- [DATA FOR PROCESSING]
++++++

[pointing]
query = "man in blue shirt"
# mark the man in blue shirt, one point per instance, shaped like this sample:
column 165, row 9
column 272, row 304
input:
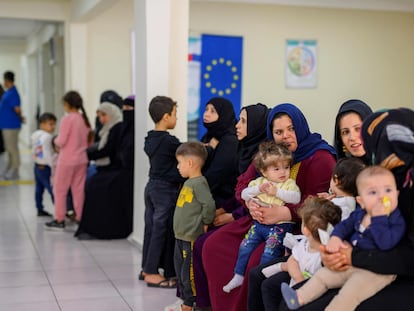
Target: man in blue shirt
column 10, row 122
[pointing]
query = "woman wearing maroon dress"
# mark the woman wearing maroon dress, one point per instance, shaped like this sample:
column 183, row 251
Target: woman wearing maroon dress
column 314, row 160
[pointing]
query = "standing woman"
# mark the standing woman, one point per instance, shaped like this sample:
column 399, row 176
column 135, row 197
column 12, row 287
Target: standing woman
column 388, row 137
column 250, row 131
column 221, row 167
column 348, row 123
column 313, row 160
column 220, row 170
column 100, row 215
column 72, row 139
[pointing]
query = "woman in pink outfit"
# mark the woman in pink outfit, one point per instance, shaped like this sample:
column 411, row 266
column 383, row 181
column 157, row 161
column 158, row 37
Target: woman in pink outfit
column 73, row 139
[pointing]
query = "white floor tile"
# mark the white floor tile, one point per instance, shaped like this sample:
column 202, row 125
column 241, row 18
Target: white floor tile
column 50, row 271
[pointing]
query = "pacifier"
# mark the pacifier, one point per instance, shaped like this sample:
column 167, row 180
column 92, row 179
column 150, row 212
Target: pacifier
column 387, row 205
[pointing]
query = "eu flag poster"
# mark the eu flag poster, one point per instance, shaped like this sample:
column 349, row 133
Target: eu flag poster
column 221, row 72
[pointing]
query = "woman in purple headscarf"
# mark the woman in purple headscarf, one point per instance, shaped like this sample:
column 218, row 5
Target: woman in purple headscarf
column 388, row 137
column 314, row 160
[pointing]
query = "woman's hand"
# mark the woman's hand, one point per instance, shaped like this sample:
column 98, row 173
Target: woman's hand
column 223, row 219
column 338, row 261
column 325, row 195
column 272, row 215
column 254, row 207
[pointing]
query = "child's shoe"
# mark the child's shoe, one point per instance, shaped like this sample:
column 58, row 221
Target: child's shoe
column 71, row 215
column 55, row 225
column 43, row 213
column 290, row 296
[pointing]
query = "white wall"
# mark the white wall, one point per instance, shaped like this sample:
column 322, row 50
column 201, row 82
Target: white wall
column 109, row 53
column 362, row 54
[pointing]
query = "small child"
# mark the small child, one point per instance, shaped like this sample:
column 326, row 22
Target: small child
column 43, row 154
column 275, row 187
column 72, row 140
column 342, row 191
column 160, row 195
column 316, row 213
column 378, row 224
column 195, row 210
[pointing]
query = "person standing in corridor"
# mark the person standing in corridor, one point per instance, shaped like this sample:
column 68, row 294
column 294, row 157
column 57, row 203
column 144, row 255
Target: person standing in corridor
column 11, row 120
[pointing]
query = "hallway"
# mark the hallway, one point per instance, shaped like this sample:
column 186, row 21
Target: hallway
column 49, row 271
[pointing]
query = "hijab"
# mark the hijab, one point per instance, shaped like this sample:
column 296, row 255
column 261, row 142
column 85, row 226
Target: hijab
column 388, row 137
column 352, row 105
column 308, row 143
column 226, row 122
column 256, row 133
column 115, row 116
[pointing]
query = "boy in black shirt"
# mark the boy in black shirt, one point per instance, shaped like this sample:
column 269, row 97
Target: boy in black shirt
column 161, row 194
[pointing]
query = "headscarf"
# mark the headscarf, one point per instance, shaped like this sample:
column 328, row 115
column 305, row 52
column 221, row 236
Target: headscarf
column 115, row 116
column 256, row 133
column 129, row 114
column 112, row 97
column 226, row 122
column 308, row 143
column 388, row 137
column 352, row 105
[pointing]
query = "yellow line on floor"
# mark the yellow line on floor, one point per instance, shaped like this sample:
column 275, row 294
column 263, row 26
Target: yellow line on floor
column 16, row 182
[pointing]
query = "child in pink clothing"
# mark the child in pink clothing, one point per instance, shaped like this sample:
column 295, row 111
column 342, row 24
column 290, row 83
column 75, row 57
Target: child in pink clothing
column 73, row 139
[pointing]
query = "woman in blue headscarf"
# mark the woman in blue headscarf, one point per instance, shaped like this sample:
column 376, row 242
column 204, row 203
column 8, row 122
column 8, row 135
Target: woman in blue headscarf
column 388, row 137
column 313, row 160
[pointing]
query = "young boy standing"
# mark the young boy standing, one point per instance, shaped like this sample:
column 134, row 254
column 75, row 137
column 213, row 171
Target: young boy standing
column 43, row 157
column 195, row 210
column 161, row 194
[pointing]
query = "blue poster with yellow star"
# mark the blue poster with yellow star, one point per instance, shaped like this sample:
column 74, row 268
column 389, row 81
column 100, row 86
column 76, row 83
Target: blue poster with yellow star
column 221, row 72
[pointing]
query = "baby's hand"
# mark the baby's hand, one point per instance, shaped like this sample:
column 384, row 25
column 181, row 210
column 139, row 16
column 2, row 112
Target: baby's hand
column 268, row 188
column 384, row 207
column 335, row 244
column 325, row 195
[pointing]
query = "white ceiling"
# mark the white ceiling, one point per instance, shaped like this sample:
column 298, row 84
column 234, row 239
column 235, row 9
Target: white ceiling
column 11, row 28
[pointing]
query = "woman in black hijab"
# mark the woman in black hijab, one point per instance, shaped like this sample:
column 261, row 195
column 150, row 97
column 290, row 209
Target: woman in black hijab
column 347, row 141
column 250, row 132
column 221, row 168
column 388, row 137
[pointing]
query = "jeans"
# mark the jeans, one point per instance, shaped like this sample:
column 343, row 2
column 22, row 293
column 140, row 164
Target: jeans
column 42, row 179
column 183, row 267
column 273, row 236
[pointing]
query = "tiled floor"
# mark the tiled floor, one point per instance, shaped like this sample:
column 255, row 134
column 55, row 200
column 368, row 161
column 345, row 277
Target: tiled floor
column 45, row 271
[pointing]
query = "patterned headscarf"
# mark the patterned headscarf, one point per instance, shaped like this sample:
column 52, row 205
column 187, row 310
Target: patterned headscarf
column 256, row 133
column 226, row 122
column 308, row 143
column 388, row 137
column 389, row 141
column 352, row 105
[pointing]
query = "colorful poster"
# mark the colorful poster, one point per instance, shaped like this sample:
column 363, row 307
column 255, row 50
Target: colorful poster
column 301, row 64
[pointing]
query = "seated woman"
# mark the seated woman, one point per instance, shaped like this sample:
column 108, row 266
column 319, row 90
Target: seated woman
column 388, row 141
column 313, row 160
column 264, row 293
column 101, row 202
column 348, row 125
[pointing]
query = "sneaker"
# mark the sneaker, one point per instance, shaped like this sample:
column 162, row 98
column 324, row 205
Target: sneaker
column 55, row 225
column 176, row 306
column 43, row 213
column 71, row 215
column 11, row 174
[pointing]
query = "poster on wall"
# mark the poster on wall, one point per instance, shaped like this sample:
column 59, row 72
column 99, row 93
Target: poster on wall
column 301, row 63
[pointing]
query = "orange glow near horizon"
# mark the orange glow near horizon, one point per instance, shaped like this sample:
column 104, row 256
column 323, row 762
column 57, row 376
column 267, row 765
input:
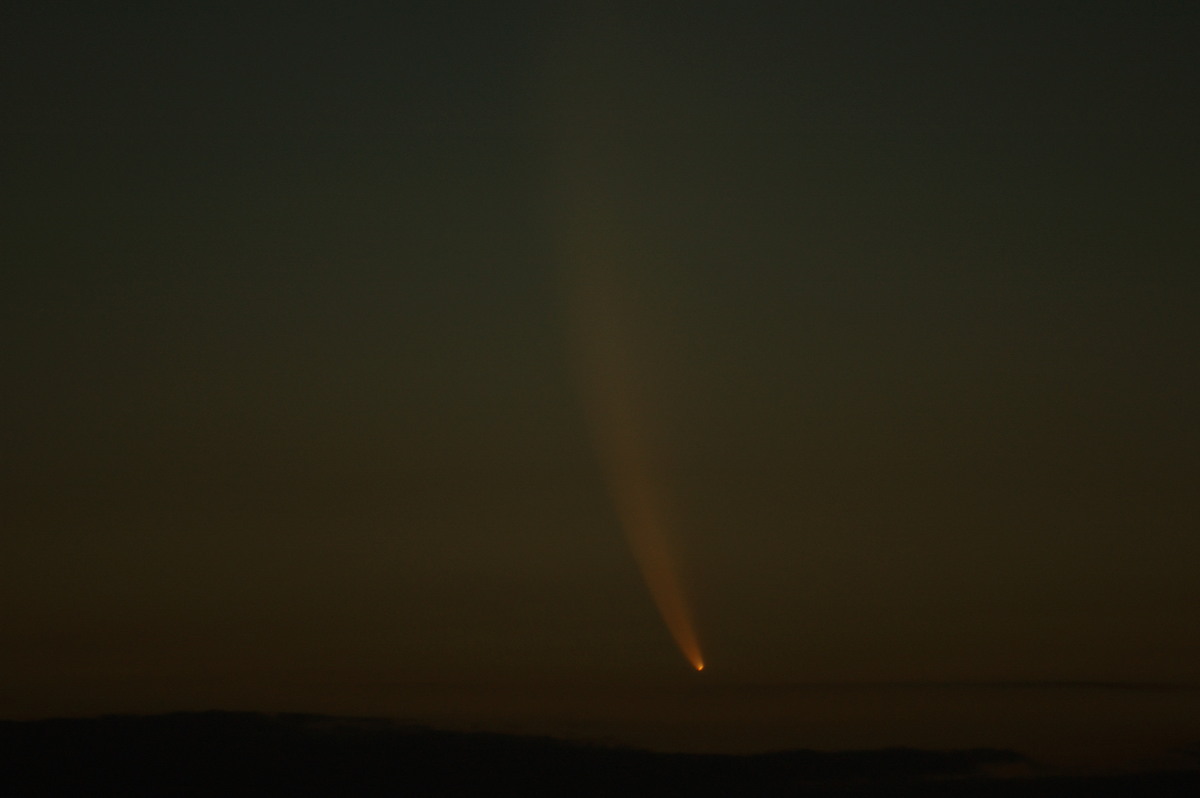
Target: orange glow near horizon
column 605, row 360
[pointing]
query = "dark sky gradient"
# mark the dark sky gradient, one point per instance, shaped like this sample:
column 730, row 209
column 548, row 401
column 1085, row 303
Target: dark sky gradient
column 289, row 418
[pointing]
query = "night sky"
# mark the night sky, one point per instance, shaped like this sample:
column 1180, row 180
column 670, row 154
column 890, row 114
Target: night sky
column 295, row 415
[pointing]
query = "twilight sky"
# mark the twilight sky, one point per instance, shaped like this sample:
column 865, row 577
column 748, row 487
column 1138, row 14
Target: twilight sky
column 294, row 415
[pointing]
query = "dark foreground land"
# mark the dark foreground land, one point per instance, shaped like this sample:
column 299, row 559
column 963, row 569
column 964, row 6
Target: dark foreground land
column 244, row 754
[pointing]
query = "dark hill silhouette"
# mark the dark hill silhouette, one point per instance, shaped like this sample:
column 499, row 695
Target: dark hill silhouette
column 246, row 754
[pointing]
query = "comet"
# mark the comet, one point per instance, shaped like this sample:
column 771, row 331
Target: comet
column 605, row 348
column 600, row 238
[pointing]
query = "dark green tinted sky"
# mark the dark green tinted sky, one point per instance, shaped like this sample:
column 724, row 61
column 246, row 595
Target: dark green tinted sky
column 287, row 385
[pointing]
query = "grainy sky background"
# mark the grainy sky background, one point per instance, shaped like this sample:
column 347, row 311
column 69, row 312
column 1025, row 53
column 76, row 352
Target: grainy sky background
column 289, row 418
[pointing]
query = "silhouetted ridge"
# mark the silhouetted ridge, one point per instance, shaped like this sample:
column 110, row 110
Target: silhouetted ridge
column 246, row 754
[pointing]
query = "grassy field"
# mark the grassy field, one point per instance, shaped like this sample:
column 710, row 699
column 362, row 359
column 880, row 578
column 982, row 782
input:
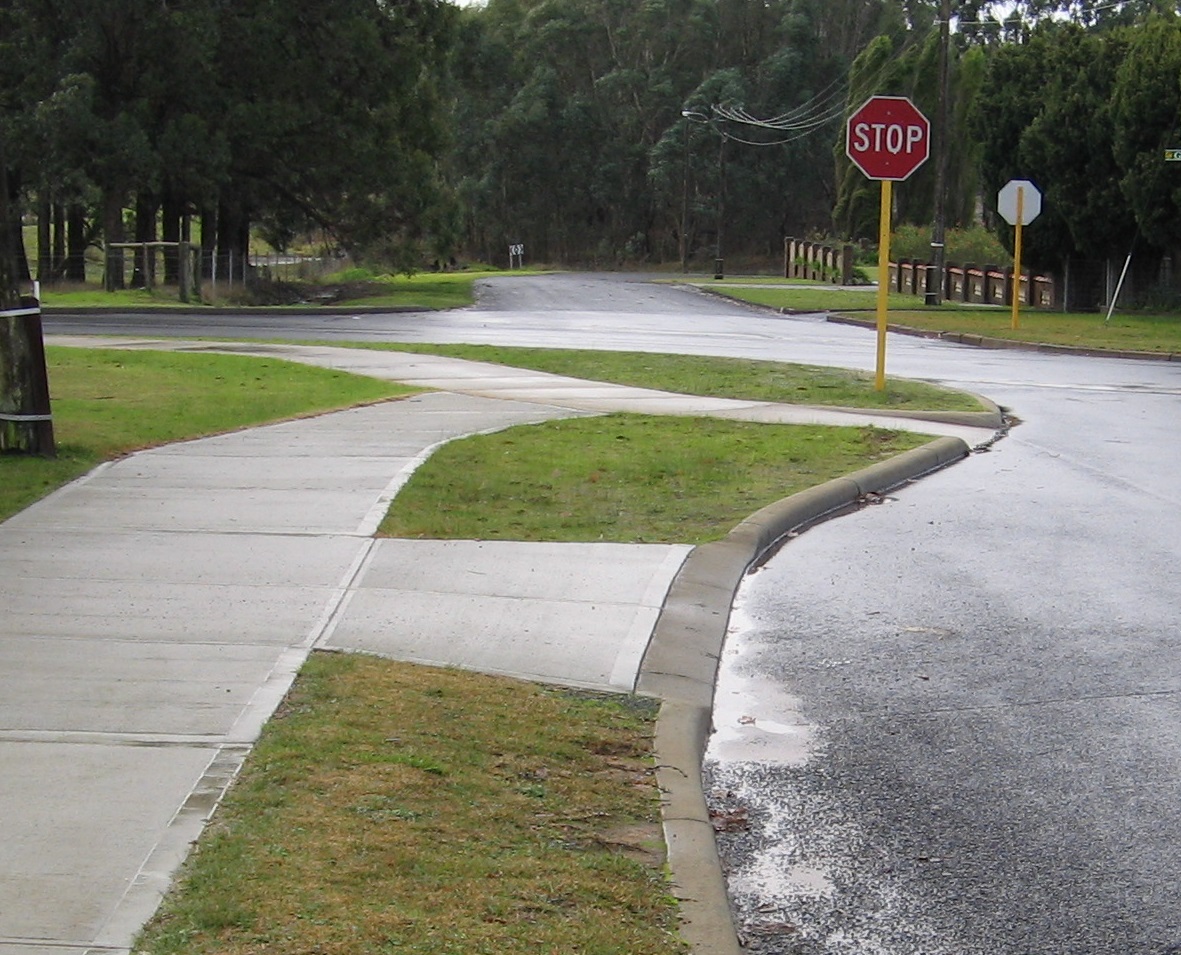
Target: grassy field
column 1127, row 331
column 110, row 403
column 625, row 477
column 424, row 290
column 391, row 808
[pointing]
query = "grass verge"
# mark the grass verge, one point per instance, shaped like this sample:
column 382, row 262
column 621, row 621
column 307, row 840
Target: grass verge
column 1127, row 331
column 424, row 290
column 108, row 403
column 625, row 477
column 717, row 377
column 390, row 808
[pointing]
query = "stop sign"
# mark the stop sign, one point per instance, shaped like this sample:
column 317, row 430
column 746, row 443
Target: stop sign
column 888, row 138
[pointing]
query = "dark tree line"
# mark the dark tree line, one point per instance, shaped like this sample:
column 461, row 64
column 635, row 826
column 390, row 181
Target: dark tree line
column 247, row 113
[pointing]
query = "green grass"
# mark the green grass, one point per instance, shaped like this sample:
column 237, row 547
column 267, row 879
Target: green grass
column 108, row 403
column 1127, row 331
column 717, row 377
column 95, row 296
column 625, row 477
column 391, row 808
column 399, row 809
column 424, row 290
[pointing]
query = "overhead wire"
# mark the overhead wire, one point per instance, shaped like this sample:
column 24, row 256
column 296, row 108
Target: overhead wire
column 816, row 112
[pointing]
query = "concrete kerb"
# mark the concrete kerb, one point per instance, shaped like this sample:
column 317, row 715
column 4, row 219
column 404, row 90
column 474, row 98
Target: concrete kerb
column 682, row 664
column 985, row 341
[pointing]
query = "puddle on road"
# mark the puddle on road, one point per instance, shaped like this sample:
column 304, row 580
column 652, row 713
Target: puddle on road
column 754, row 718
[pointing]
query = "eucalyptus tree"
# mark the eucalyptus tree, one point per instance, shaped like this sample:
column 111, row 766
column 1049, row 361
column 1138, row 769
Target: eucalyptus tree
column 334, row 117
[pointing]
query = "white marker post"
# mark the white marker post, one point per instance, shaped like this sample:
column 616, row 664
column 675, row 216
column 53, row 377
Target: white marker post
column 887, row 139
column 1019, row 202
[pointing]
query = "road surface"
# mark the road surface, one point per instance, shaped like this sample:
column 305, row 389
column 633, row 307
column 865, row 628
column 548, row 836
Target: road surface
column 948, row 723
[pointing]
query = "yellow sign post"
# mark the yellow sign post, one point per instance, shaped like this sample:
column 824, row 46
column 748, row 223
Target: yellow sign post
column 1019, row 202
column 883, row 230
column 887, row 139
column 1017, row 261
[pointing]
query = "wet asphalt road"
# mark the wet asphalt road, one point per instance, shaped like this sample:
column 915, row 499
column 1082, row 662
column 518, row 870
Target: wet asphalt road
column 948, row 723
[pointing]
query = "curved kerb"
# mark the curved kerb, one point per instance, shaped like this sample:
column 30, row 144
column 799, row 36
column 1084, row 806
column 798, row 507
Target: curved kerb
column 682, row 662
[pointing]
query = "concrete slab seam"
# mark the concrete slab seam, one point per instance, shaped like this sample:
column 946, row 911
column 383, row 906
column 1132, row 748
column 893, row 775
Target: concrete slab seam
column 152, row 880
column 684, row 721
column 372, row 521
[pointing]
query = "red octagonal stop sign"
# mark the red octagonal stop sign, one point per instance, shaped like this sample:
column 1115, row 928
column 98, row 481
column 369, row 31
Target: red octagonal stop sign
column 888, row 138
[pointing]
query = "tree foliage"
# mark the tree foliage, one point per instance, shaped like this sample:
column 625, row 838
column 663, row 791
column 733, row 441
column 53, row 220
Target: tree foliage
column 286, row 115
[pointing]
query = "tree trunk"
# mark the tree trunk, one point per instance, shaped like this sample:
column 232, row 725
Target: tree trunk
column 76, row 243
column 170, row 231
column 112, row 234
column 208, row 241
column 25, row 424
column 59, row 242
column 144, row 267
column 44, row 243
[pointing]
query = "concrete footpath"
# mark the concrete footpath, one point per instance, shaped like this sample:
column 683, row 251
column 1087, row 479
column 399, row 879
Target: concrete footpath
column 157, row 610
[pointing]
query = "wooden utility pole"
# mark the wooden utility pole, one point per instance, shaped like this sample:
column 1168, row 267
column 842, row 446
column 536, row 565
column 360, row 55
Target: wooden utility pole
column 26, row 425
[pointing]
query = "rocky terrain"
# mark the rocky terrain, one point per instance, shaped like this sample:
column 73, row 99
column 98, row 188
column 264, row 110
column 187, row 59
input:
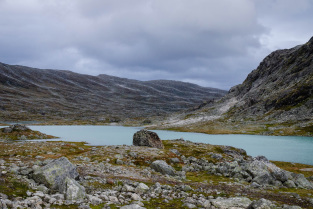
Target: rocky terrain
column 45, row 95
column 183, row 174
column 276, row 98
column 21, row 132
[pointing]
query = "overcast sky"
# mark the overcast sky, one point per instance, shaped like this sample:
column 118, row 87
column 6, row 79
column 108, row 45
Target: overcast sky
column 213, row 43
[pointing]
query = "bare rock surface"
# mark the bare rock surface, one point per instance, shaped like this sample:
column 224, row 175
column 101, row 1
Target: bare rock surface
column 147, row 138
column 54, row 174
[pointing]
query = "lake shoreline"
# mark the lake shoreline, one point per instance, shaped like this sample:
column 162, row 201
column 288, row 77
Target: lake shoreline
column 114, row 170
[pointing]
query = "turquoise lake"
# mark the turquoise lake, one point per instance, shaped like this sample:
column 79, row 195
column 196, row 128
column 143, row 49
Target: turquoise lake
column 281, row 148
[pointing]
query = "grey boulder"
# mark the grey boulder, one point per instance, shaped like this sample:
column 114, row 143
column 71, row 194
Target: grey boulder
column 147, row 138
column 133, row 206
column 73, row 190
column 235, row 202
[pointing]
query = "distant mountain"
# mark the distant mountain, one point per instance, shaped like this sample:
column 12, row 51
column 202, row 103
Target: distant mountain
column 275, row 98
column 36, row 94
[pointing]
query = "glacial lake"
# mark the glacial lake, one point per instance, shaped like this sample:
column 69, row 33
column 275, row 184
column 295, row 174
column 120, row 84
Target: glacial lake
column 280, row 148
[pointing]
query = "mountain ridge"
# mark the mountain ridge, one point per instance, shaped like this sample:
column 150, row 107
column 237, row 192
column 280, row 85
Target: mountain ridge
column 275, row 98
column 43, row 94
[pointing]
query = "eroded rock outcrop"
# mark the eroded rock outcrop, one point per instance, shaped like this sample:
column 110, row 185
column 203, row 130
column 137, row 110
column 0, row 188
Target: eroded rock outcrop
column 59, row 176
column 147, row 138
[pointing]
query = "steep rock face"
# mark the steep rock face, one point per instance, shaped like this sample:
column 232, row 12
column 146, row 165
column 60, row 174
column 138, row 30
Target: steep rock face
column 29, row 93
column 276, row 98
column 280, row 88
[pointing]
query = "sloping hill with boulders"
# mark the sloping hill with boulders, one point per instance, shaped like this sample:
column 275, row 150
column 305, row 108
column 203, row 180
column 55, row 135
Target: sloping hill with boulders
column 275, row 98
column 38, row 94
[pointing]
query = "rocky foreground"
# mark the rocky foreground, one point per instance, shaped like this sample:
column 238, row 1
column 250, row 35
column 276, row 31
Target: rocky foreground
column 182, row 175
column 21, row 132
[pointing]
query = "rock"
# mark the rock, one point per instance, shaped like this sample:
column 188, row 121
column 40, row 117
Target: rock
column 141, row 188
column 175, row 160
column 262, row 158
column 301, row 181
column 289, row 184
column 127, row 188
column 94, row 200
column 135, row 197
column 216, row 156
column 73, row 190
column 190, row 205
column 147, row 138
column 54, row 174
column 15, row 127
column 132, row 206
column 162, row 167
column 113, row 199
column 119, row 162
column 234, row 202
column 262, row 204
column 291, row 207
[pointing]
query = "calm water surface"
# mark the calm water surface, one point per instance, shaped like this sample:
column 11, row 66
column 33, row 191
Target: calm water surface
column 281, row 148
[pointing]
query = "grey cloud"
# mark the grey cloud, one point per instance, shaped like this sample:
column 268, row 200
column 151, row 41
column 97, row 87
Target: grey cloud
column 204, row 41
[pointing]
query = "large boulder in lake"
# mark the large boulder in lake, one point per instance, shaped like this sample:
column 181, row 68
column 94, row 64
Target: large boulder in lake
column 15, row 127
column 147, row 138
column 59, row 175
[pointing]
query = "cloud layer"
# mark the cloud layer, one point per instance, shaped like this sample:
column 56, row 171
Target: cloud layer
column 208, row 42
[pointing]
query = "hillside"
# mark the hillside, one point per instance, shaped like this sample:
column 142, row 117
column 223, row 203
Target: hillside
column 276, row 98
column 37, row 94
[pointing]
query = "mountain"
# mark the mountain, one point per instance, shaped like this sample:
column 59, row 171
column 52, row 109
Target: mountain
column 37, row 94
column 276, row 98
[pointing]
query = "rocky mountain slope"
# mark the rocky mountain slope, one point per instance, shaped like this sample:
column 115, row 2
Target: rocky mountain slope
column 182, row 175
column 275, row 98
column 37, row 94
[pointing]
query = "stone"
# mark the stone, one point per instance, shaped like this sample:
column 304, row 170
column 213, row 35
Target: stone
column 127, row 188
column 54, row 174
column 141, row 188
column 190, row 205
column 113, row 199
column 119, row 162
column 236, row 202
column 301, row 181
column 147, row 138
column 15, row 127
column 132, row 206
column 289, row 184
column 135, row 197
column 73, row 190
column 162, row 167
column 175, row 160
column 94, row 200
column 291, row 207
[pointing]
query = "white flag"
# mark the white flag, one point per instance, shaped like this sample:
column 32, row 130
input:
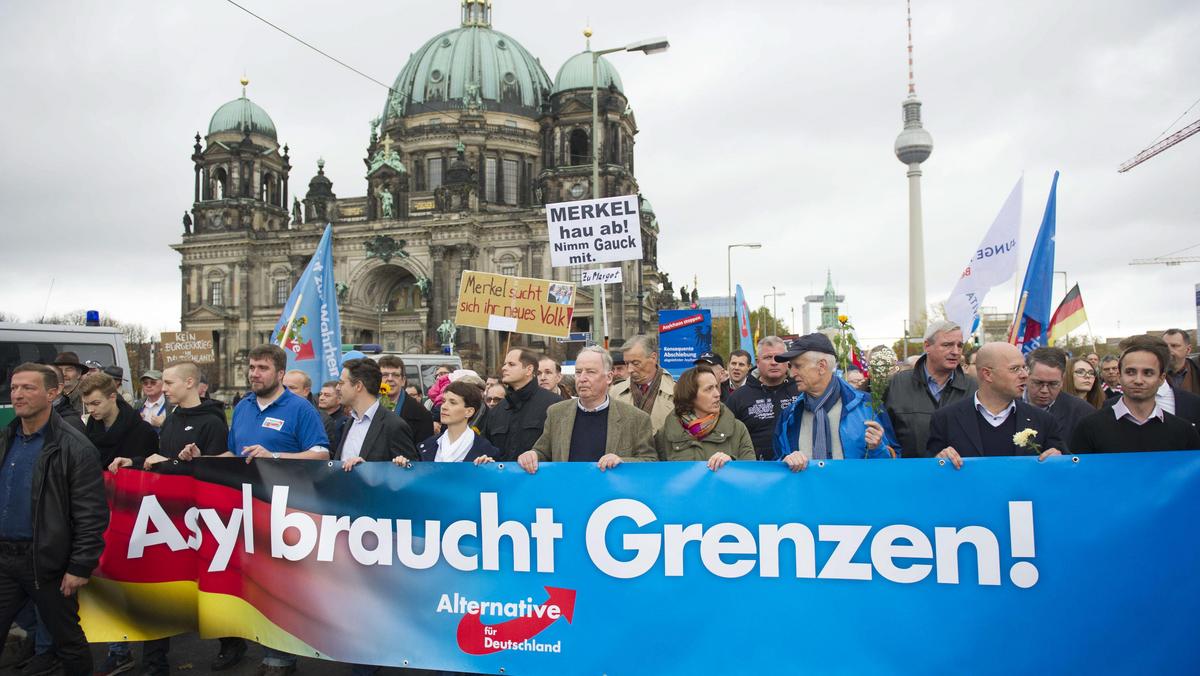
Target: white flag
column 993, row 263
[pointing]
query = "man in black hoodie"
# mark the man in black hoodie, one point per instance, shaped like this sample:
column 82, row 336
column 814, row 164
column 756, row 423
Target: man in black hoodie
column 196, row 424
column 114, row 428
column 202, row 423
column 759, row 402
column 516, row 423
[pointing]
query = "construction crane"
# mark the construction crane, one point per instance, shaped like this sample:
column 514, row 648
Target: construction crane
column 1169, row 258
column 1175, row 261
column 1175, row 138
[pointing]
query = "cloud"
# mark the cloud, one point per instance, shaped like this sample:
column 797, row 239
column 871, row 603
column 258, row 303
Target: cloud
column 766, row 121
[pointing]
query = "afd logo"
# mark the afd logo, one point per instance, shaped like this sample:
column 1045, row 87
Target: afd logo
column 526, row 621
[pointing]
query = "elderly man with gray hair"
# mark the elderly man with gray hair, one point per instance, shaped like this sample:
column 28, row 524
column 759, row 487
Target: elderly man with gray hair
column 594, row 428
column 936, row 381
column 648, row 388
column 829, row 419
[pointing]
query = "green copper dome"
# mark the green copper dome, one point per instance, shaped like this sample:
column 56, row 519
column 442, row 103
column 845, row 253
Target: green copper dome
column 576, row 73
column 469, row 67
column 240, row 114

++++++

- [AIM OF THE TASK]
Swap "blue shirt" for "red jacket" in everything from the first of the lines down to and including the line that contains "column 10, row 122", and leave the rest unchanged. Return only those lines, and omit the pictures from your answer.

- [CORRECT RESULT]
[pointing]
query = "man in red jacket"
# mark the man in red jacket, one point per instance, shaped like this sample:
column 165, row 9
column 272, row 304
input:
Target: man in red jacket
column 10, row 122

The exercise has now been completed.